• Written problem
Reproduce, character for character, the part of the data below that opens with the line containing "Locate each instance of the pendant" and continues to the end of the data.

• Given records
>> Begin
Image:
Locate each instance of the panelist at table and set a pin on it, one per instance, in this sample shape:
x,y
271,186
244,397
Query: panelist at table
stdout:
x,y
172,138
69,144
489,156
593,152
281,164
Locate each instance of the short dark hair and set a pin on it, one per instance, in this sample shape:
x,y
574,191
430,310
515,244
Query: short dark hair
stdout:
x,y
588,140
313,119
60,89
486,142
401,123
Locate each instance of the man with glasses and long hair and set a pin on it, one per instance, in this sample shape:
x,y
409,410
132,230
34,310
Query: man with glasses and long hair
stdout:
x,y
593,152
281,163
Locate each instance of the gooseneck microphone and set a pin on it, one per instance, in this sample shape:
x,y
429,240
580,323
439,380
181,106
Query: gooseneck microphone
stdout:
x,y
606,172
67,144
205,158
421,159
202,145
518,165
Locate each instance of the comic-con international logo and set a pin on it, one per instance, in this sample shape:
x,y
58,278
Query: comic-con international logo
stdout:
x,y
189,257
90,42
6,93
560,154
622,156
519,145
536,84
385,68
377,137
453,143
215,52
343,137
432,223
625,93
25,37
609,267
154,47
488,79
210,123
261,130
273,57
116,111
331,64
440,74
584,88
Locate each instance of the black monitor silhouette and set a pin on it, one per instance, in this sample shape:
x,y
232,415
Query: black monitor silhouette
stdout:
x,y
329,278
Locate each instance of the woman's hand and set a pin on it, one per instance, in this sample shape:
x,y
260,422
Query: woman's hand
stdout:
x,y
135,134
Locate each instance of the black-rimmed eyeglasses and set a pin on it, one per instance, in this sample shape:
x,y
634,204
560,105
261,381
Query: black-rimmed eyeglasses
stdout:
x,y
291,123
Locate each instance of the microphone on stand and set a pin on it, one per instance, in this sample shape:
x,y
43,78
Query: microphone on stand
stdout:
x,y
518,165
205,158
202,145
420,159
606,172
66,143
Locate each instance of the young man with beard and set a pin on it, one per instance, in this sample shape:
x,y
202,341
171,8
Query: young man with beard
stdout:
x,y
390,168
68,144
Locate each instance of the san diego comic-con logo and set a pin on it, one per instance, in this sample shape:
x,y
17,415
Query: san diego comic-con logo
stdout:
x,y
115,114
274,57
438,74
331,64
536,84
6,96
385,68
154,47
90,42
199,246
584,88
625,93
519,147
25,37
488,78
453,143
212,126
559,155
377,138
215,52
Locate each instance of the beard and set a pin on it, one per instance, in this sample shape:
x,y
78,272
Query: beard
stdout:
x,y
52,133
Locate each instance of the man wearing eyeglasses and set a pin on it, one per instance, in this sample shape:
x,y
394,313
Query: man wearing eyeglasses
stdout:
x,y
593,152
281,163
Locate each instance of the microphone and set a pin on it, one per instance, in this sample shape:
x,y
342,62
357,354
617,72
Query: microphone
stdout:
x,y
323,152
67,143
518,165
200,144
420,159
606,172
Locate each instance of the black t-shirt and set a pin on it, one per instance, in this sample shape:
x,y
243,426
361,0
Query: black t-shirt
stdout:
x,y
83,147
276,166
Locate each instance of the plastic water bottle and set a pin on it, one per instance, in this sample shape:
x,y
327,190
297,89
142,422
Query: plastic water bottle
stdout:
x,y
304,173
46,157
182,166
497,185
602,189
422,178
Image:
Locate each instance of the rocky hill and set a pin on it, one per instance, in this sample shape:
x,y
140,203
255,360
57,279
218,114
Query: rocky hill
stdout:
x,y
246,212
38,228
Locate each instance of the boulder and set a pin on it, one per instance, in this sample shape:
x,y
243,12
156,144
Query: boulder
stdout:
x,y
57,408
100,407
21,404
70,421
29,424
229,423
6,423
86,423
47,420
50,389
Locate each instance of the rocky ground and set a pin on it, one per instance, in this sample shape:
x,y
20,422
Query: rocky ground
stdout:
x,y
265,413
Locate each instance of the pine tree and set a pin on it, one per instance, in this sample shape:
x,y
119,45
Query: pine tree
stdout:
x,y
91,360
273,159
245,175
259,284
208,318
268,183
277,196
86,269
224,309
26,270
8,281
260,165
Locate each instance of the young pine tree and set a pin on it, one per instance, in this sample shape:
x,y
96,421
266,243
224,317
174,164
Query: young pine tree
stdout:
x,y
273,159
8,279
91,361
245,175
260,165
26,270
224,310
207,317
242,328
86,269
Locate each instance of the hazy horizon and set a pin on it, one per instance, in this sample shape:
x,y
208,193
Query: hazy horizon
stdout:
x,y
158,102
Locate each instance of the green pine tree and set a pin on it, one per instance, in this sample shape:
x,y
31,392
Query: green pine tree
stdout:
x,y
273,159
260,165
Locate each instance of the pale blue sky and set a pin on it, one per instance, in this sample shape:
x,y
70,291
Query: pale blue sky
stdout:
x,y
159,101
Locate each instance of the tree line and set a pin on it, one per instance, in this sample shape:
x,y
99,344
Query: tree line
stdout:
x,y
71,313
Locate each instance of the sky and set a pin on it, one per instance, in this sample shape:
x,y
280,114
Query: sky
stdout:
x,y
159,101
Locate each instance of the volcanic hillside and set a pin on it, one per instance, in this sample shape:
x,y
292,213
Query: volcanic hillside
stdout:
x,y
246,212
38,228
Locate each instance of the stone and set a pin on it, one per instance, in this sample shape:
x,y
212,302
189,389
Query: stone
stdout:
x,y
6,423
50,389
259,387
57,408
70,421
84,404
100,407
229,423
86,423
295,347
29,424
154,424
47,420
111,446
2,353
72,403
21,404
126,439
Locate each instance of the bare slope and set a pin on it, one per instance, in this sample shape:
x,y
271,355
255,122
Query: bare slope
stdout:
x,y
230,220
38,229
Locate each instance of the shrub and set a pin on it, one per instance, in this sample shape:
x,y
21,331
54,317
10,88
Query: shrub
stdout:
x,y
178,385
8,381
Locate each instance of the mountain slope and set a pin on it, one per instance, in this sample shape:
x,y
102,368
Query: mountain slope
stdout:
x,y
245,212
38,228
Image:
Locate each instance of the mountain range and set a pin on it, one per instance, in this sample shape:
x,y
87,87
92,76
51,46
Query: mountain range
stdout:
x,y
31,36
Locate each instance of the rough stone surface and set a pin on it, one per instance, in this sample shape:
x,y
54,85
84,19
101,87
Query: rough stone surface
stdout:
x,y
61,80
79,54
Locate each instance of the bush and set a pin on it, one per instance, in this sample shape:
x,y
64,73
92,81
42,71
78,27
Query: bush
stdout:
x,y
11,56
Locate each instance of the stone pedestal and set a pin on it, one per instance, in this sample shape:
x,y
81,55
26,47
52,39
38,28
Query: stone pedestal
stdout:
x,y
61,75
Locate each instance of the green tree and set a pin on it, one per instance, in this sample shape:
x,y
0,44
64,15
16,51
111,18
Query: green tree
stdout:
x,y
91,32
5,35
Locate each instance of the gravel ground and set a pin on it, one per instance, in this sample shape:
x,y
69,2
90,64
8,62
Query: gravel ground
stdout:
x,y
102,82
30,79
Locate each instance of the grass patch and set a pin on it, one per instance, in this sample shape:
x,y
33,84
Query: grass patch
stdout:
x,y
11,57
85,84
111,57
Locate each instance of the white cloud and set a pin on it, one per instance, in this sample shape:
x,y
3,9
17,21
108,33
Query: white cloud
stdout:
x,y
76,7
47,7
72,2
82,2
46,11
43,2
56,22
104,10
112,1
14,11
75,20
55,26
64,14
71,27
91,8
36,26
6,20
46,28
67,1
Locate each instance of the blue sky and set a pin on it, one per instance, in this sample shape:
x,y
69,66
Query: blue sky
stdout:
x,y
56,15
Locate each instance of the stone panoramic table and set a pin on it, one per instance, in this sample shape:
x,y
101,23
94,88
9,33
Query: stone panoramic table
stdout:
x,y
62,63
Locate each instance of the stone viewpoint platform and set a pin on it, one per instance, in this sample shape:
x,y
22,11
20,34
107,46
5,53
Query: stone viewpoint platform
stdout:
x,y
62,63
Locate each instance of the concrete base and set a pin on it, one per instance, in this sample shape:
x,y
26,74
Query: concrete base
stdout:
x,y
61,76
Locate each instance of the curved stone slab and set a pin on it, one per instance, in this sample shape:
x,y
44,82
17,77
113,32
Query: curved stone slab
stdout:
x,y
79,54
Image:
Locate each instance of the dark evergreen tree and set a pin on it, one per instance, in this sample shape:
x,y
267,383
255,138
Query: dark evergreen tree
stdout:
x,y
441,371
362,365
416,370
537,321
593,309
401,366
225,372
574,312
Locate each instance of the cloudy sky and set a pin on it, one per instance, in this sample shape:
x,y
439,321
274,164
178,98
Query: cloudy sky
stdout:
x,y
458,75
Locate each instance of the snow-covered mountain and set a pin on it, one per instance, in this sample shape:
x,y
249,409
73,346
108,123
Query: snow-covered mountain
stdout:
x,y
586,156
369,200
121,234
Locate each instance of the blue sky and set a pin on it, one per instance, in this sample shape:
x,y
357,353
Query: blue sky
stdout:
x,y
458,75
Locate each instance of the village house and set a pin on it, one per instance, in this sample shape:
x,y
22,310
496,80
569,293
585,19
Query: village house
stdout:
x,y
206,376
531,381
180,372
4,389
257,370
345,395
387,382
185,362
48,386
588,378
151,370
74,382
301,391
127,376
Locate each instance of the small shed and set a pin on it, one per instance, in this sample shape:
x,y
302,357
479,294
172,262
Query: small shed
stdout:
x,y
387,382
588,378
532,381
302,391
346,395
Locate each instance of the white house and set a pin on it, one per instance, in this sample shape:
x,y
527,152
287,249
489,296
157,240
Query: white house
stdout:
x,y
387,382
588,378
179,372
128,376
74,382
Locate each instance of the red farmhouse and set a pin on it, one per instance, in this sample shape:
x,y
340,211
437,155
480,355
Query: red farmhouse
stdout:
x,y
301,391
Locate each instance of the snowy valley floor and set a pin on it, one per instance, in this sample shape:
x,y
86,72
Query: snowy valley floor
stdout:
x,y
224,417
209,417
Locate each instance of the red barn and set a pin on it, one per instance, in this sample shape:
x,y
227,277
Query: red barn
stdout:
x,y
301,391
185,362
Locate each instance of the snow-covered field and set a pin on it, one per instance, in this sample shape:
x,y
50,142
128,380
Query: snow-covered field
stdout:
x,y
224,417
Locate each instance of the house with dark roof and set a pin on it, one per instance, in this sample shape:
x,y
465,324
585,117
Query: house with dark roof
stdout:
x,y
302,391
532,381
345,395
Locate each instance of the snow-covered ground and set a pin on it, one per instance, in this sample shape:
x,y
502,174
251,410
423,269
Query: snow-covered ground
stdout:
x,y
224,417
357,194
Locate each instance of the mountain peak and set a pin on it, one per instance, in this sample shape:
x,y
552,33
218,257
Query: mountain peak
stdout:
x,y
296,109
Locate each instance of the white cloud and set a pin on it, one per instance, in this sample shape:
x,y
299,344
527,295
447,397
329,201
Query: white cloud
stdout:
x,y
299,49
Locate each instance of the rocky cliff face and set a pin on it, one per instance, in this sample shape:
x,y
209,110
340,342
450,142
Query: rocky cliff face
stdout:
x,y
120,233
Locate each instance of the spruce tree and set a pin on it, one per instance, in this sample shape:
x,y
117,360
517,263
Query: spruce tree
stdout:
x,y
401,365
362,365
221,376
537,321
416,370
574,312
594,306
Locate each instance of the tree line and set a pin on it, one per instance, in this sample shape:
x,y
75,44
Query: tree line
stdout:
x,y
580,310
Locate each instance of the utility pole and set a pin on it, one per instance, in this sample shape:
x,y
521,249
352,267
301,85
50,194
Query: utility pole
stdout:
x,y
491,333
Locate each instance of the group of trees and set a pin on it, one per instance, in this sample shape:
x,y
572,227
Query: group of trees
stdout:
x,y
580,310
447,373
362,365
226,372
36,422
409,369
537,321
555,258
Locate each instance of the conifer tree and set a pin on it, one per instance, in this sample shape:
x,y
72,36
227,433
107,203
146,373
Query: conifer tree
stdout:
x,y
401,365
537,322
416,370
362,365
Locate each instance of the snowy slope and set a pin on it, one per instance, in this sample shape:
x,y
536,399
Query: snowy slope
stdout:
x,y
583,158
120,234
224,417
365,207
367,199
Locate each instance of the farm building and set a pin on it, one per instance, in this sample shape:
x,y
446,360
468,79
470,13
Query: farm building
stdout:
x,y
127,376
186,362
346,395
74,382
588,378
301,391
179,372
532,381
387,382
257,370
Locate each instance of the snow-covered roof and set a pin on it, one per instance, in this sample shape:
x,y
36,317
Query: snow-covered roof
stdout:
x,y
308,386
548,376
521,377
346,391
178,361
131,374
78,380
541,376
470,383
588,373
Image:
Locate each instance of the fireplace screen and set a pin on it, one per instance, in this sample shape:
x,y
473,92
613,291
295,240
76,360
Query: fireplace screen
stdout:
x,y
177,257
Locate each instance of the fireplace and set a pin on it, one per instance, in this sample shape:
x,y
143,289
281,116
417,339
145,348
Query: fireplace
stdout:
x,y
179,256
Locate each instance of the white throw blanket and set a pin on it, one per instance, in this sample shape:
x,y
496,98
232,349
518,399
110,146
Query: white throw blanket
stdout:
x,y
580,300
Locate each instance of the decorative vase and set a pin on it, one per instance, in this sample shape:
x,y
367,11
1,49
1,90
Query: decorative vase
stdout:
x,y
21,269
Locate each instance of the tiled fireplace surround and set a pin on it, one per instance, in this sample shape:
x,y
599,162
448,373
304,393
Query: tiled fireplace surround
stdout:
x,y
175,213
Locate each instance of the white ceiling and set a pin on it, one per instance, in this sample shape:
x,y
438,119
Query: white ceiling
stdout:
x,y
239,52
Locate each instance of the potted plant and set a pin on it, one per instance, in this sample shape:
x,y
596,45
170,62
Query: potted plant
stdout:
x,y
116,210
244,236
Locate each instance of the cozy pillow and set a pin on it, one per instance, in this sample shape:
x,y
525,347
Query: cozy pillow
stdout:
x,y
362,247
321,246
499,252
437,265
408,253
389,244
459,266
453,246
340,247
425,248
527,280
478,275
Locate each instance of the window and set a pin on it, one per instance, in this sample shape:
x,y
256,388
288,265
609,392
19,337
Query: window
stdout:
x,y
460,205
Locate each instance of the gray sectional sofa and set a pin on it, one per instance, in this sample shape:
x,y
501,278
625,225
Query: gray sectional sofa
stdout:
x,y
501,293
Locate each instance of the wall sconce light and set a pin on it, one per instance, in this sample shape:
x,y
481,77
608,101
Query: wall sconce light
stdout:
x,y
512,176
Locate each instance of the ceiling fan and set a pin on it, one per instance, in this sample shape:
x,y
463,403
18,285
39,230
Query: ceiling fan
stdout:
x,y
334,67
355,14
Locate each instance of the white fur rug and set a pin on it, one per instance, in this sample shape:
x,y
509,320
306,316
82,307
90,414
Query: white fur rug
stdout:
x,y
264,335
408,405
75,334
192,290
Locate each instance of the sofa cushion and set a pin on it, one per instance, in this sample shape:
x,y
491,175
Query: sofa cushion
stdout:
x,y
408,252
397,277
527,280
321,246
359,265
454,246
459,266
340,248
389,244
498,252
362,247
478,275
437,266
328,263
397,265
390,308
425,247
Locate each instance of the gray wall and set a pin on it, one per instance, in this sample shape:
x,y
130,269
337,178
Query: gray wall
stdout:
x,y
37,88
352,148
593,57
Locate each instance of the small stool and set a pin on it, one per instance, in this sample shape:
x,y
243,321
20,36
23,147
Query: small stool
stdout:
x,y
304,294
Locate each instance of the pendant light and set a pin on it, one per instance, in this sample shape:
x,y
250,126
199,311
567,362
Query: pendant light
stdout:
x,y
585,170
>> End
• Written reply
Locate each instance of the pendant light and set a pin on it, one per instance, in this sample shape:
x,y
250,126
199,311
567,362
Query: pendant light
stdout:
x,y
585,170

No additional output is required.